**Task statement**. Repeat the full listing, word for word.

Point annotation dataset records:
= = =
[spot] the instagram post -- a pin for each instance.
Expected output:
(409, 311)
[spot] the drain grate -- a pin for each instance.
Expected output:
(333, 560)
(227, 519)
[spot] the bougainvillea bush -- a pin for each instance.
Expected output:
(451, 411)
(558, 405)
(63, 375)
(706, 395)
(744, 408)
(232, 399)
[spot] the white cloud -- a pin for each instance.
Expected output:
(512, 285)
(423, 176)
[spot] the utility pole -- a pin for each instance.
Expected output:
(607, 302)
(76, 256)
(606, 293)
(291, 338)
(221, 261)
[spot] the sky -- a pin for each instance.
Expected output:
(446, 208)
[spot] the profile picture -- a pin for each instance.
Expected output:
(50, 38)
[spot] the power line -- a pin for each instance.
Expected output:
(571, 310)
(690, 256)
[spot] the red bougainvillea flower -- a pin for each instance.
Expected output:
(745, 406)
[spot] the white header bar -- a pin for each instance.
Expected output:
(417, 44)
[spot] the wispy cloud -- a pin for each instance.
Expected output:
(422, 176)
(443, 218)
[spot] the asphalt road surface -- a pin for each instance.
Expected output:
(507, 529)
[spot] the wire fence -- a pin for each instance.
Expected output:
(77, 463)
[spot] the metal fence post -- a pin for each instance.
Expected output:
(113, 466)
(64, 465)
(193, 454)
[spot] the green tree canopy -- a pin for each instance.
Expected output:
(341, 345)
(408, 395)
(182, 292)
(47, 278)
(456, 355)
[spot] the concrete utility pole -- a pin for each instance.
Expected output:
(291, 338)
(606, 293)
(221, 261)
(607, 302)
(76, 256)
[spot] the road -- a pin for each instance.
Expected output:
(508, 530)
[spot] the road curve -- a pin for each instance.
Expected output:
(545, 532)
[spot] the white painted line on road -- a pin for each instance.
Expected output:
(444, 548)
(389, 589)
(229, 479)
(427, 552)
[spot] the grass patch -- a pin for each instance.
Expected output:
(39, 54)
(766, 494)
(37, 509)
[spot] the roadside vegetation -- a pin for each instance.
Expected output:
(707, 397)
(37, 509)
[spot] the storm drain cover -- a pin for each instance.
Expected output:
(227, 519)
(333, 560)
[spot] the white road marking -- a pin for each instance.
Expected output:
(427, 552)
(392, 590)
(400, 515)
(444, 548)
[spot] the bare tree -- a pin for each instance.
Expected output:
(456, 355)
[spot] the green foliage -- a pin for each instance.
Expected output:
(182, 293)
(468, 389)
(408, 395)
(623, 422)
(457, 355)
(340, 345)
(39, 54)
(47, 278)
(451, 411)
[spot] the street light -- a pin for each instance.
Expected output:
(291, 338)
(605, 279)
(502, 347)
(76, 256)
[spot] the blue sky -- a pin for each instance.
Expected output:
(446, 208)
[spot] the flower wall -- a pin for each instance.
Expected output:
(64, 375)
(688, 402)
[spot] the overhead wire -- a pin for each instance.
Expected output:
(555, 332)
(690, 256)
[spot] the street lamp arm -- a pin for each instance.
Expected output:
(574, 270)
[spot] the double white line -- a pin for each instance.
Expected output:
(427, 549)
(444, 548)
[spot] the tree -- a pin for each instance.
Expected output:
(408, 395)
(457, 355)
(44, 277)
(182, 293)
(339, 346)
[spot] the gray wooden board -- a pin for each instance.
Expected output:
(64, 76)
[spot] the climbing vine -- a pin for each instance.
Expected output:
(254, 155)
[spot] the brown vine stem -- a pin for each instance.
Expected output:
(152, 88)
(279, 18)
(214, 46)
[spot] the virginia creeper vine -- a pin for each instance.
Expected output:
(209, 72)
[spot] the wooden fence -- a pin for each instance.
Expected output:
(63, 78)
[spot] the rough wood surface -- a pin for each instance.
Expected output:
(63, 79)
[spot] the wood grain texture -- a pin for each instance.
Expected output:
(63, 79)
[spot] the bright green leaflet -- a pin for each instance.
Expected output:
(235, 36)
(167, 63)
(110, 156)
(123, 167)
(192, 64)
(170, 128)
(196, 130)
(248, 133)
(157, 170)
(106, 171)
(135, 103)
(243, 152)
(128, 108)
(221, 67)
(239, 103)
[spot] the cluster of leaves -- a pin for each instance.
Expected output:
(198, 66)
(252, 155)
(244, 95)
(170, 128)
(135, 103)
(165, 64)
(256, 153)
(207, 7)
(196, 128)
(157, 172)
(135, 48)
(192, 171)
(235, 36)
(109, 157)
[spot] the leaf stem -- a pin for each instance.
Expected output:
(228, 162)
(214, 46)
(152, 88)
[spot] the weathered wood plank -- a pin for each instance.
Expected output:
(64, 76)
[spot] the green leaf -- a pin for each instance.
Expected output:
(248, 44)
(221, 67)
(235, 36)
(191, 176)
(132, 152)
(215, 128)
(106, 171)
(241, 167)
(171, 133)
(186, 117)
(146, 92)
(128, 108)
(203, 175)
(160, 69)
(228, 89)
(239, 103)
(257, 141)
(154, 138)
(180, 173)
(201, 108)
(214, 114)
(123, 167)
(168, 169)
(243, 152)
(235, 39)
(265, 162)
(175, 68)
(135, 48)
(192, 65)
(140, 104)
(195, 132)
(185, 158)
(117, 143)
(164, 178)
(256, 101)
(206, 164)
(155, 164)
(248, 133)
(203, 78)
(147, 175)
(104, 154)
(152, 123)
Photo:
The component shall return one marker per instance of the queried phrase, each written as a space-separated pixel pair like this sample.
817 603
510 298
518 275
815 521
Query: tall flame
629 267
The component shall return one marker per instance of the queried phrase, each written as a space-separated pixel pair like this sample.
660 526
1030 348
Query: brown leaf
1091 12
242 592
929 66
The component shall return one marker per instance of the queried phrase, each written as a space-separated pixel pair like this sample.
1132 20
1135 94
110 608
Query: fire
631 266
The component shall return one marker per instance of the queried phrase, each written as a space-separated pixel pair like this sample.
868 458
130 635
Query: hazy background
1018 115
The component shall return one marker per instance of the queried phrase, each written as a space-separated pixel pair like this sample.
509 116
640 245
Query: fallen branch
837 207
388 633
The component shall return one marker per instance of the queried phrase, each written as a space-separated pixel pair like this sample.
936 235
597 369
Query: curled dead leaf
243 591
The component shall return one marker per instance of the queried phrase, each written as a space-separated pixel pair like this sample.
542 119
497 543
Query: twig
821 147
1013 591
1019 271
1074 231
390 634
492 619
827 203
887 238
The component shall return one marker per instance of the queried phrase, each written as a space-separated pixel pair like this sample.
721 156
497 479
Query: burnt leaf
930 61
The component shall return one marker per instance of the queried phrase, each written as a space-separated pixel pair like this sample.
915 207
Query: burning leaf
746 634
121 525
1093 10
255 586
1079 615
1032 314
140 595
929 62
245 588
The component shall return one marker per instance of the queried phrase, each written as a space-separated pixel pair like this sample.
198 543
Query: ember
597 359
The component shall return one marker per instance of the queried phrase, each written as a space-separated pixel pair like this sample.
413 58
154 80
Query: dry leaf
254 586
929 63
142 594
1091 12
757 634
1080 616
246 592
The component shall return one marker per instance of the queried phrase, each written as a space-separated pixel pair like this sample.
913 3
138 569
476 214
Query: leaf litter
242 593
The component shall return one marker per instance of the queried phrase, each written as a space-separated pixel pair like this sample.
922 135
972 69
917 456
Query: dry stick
= = =
**Response for this exercise**.
[spot] the instagram post -- a pin for each instance.
Expected output:
(409, 311)
[spot] the drain grate -- a pin for each instance.
Expected output:
(333, 560)
(227, 519)
[spot] the bougainvillea bush -- a pin for each instance.
Expected output:
(451, 411)
(558, 405)
(63, 375)
(706, 395)
(744, 408)
(232, 399)
[spot] the white cloud -- a pin for each instance.
Expected output:
(512, 285)
(423, 176)
[spot] the utility pole -- a pin for each instance.
Expected output:
(607, 302)
(76, 256)
(606, 293)
(291, 338)
(221, 261)
[spot] the sky -- a pin for each instance.
Expected output:
(446, 208)
[spot] the profile picture -- a pin for each instance.
Expected output:
(50, 38)
[spot] the power line -- a pin for each instance.
Expected output:
(571, 310)
(690, 256)
[spot] the red bougainvillea flower -- a pin for each instance.
Expected output:
(745, 406)
[spot] the white header bar -- a pin for each instance.
Expected output:
(417, 44)
[spot] the wispy cloud -- a pin for each instance.
Expected output:
(422, 176)
(443, 218)
[spot] the asphalt road surface -- a pin for each instance.
Expected output:
(507, 529)
[spot] the wire fence -- a pin for each instance.
Expected output:
(77, 463)
[spot] the metal fence post -- a pin for each instance.
Expected output:
(113, 466)
(64, 465)
(193, 454)
[spot] the green tree canopy -- a pin for each instance.
Expected output:
(341, 345)
(408, 395)
(182, 292)
(47, 278)
(456, 355)
[spot] the concrete utility pole -- a pin for each instance.
Expected output:
(291, 338)
(606, 293)
(221, 261)
(607, 302)
(76, 256)
[spot] the road -- a pin for each instance.
Expected output:
(508, 530)
[spot] the road curve -- a pin for each instance.
Expected output:
(545, 532)
[spot] the white painted line on road -- a pin for each instance.
Expected output:
(444, 548)
(389, 589)
(229, 479)
(427, 552)
[spot] the grass patch -- a pin for each instance.
Expected output:
(39, 54)
(766, 494)
(37, 509)
[spot] the roadside vegetation -- a pin for each instance.
Expected output:
(707, 397)
(37, 509)
[spot] the storm drain cover -- a pin for each instance.
Expected output:
(227, 519)
(333, 560)
[spot] the white road marking -- a pin for each instance.
Expected output:
(427, 552)
(392, 590)
(400, 515)
(444, 548)
[spot] the bare tree -- a pin for each instance.
Expected output:
(456, 355)
[spot] the green foliage -- a pin for each instance.
Expected output:
(182, 293)
(468, 389)
(408, 395)
(623, 422)
(457, 355)
(340, 345)
(39, 54)
(47, 278)
(451, 411)
[spot] the street light -- a pin for each instance.
Expected output:
(291, 338)
(605, 279)
(502, 347)
(76, 256)
[spot] the blue sky -- a pin for each instance.
Expected output:
(446, 208)
[spot] the flower wall -- a pin for each instance.
Expected output:
(64, 375)
(688, 402)
[spot] the overhead wire -- a pin for each instance.
Expected output:
(555, 332)
(690, 256)
[spot] the street lamp arm -- a pin for each instance.
Expected output:
(574, 270)
[spot] the double white line -- a pin for each instance.
Expected output:
(427, 549)
(444, 548)
[spot] the tree -- a pin for each instance.
Expected output:
(408, 395)
(457, 355)
(44, 277)
(182, 293)
(339, 346)
[spot] the gray wooden board -- a pin for each instance.
Expected output:
(64, 76)
[spot] the climbing vine -- a pin for each instance.
Expected output:
(254, 155)
[spot] the brown vine stem -- a pin for each instance.
Expected output:
(152, 88)
(279, 18)
(214, 46)
[spot] the virginia creeper vine -- a pin for each instance.
Expected output:
(209, 72)
[spot] the wooden fence -- a pin for each instance.
Expected output:
(63, 78)
[spot] the rough wood surface -- a pin for each instance.
Expected output:
(63, 79)
[spot] the wood grain texture -- a pin for each instance.
Expected output:
(63, 79)
[spot] the bright green leaflet -- a pin for each instance.
Expected output:
(235, 36)
(167, 63)
(110, 156)
(123, 167)
(192, 64)
(170, 128)
(196, 130)
(248, 133)
(157, 170)
(106, 171)
(135, 103)
(243, 152)
(128, 108)
(221, 67)
(239, 103)
[spot] the cluster of leaves -- a pin for each instance.
Expected output:
(198, 66)
(252, 155)
(244, 95)
(170, 128)
(135, 103)
(165, 64)
(256, 153)
(207, 7)
(196, 128)
(157, 172)
(135, 48)
(192, 171)
(235, 36)
(109, 157)
[spot] the leaf stem -- a pin for each instance.
Expected output:
(228, 162)
(214, 46)
(152, 88)
[spot] the weathered wood plank -- a pin for each instance.
Expected output:
(64, 76)
[spot] the green leaf -- a pin for each instance.
Expected output:
(248, 44)
(221, 67)
(235, 36)
(191, 176)
(132, 152)
(215, 128)
(106, 171)
(241, 167)
(171, 133)
(186, 117)
(146, 92)
(128, 108)
(203, 175)
(160, 69)
(228, 89)
(239, 103)
(257, 141)
(154, 138)
(180, 173)
(201, 108)
(214, 114)
(123, 167)
(168, 169)
(243, 152)
(235, 39)
(265, 162)
(175, 68)
(135, 48)
(192, 65)
(140, 104)
(195, 132)
(185, 158)
(117, 143)
(164, 178)
(256, 101)
(206, 164)
(155, 164)
(248, 133)
(203, 78)
(147, 175)
(104, 154)
(152, 123)
Photo:
The component shall return one marker per instance of the queried phrase, each written as a space-separated pixel pair like this sample.
817 603
510 298
518 275
815 521
Query: tall flame
629 267
The component shall return one marker per instance of the queried phrase, each written as a space-separated pixel pair like this sample.
660 526
1030 348
Query: brown leaf
1091 12
242 592
929 66
The component shall return one marker per instance of the queried phrase, each written as a space-separated pixel pair like this sample.
1132 20
1135 94
110 608
Query: fire
631 266
The component shall return one marker per instance of the queried phrase, each written as a space-separated pixel pair like this sample.
868 458
130 635
Query: hazy background
1018 115
The component shall return one marker per instance of the queried phrase, each written as a space-separated pixel pair like this sample.
509 116
640 245
Query: fallen branch
837 207
388 633
The component shall return one marker per instance of the queried phrase, each written as a space-separated pixel pair like this sample.
936 235
597 369
Query: curled dead leaf
243 591
The component shall return one marker per instance of the queried phrase, each written as a space-separated pixel pair like this sample.
542 119
497 543
Query: twig
821 147
1013 591
1019 271
1074 231
390 634
492 619
827 203
887 238
The component shall return one marker per instance of the queried phrase, each written as a space-separated pixel pair like this sample.
721 156
497 479
Query: burnt leaf
930 61
The component shall return one marker per instance of the queried phrase, each written as a space-separated pixel pair like this sample.
915 207
Query: burning leaf
746 634
121 525
1093 10
255 586
1079 615
1032 314
140 595
929 62
245 588
The component shall return one marker per instance of the queried phrase, each written as a space-separated pixel pair like this sample.
198 543
Query: ember
597 359
The component shall return one marker per instance of the queried phrase, each written as a space-separated pixel pair like this sample.
413 58
154 80
Query: dry leaf
254 586
929 63
142 594
1091 12
757 634
1080 616
246 592
The component shall return one marker per instance of the queried phrase, each written as a space-separated pixel pair like this sample.
913 3
138 569
476 214
Query: leaf litter
242 593
The component shall return one marker per instance of the queried phrase, each written as a space-separated pixel pair like this sample.
922 135
972 69
917 456
Query: dry stick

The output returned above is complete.